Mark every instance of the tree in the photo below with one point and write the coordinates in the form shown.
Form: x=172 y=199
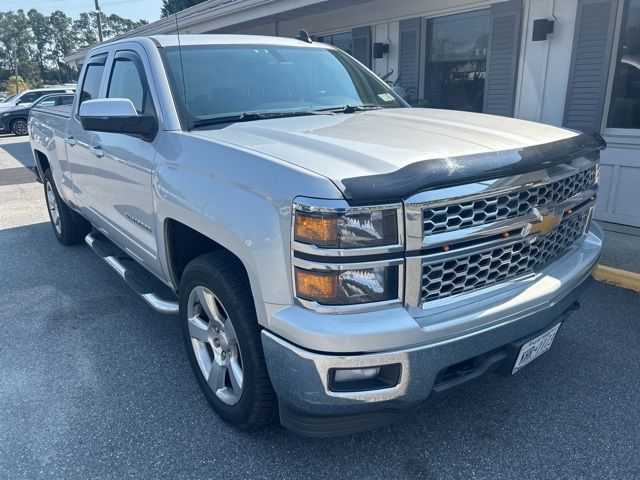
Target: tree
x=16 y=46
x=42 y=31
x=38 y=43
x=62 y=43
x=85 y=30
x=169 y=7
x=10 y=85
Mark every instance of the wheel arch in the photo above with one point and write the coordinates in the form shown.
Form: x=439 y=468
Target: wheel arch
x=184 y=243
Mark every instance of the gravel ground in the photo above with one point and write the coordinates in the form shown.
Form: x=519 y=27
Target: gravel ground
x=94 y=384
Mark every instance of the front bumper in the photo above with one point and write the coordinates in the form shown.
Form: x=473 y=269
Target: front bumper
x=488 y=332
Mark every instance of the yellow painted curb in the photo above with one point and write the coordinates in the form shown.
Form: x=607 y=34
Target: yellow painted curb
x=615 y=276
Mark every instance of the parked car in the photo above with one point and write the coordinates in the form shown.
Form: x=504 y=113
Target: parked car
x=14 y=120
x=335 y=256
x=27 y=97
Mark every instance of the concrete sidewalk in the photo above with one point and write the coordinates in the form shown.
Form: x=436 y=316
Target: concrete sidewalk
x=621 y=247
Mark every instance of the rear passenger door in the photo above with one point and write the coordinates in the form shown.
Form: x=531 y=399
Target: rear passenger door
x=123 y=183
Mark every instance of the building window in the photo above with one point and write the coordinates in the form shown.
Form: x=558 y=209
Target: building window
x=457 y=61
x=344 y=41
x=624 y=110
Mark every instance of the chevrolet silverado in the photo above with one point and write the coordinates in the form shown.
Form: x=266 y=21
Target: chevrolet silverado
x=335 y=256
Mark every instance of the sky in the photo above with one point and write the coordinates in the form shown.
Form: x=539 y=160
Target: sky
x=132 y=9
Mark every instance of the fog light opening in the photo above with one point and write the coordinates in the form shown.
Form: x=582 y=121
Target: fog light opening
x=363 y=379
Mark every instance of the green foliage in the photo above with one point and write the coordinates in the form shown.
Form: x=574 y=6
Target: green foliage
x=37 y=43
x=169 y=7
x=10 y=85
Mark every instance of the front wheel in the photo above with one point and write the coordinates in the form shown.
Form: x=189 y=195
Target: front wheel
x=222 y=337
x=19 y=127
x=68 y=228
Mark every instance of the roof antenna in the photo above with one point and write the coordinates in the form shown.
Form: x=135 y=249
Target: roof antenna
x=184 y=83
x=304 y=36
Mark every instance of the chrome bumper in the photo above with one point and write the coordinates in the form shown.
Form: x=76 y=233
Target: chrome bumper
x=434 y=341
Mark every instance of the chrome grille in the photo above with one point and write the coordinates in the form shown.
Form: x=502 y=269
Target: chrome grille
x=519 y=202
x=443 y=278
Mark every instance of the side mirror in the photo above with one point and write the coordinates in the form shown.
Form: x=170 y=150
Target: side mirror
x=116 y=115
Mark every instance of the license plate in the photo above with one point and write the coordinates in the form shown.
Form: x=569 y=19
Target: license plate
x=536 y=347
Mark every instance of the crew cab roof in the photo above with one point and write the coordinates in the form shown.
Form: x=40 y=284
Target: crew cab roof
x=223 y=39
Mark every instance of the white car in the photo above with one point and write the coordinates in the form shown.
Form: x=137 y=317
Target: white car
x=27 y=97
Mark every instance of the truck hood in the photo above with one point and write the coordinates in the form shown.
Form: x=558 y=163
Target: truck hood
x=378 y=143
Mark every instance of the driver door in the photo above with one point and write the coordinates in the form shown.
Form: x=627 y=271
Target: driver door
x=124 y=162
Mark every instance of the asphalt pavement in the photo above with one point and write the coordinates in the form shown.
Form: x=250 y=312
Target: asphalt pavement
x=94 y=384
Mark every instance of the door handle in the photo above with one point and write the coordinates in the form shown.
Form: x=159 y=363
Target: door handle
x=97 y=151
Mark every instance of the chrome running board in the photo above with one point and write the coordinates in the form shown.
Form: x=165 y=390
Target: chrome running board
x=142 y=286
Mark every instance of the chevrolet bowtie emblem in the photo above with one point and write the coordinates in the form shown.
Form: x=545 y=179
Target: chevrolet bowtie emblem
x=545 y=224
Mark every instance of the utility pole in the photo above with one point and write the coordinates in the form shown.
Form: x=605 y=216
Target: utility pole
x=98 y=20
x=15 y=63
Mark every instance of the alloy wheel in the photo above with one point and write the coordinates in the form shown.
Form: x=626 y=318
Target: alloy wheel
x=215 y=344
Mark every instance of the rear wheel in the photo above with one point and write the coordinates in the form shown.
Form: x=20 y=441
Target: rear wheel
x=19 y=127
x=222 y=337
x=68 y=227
● ● ● ●
• [WHAT NEEDS TO BE DONE]
In the entries above, find the line holding "Form: x=165 y=390" and the line holding "Form: x=20 y=441", then retype exactly those two lines and every line between them, and nothing else.

• [COMPLETED EXERCISE]
Form: x=165 y=390
Target: chrome running board
x=142 y=286
Mark every instance of the chevrolet bowtie emblem in the photo above with one point and write the coordinates in the form shown.
Form: x=545 y=179
Target: chevrolet bowtie emblem
x=545 y=224
Mark every instance of the utility pole in the photo above with one point and write the coordinates in the form shown.
Form: x=605 y=216
Target: utility pole
x=98 y=20
x=15 y=63
Mark every instance of the alloy wheel in the photo above with one point and write the coordinates in the form shown.
Form: x=626 y=318
Target: alloy wheel
x=215 y=344
Mark every instance of the rear wheel in the photo above with one point and write the coordinates in the form shown.
Form: x=20 y=441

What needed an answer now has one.